Gezeigter Textauszug »
•••••

Eine kleine Fragerunde letztlich stellte Nunokawa vor die Frage, wo er eigentlich die Alters-Zielgruppe von Anime wie „Bleach“ oder „Naruto“ sehe. Die seien prinzipiell natürlich für alle Altersgruppen, hieß es daraufhin, aber im Idealfall fange man natürlich in jungen Jahren an und habe dann auch später noch Spaß an den Abenteuern seiner Kindheitshelden. Im Gegenzug horchte Nunokawa dann ins Publikum, um herauszufinden, was die Beweggründe der etwas älteren Anwesenden seien, Anime zu schauen.
Und um den Fans den Abschied zu versüßen, gab es zum Schluss nicht nur eine Autogrammstunde mit dem Mann vom Studio Pierrot; er brachte auch noch einige aus Japan mitgebrachte Präsente unters Volk. Dazu musste man aber gegen Nunokawa-san im Jankenpoi, dem japanischen „Schere-Stein-Papier“ gewinnen – der ganze Raum trat gleichzeitig gegen ihn an und nur wer ihn schlug blieb jeweils im Rennen. So verteilte der Gast in mehreren Runden einige exklusive Naruto-T-Shirts und Promo-DVDs – nicht jedoch, ohne nach einigen turbulenten Runden amüsiert festzustellen, die Deutschen seien aber ziemlich schlecht im „Schere-Stein-Papier“! So endete letztlich, nach einigen weiteren atmosphärischen Szenen aus Naruto, ein kurzweiliges Panel mit dem Ehrengast aus Japan. Und bei all dem Reisestress und seinem Pensum wird ihm wohl keiner übel nehmen, dass er am Ende bei der Verabschiedung für einen kurzen Moment vergaß, wo er sich eigentlich gerade befindet – „Deutschland?!“ –, nur um sich für diesen Ausrutscher sogleich selbst zu ohrfeigen.

•••••

Bereitgestellte Zeilen »
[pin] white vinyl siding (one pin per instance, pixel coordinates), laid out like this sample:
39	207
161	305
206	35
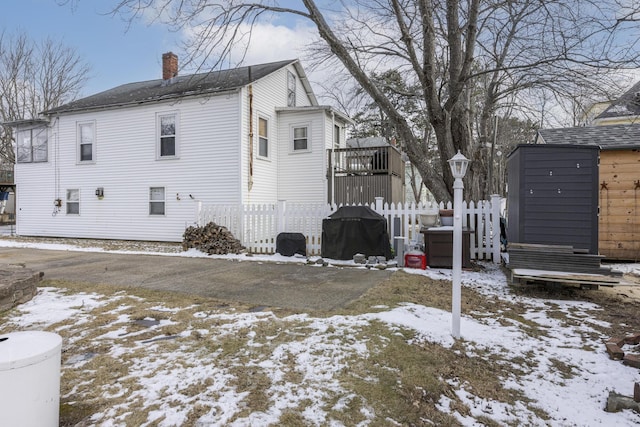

•••••

Die Aufgabe »
Schreiben Sie aus dem Textauszug über das Panel mit Nunokawa die Stelle zwischen „Eine kleine Fragerunde“ und „Anime zu schauen.“ wortgetreu ab, beide eingeschlossen. Als Grundlage dient allein der Textauszug.

Richtige Antwort »
Eine kleine Fragerunde letztlich stellte Nunokawa vor die Frage, wo er eigentlich die Alters-Zielgruppe von Anime wie „Bleach“ oder „Naruto“ sehe. Die seien prinzipiell natürlich für alle Altersgruppen, hieß es daraufhin, aber im Idealfall fange man natürlich in jungen Jahren an und habe dann auch später noch Spaß an den Abenteuern seiner Kindheitshelden. Im Gegenzug horchte Nunokawa dann ins Publikum, um herauszufinden, was die Beweggründe der etwas älteren Anwesenden seien, Anime zu schauen.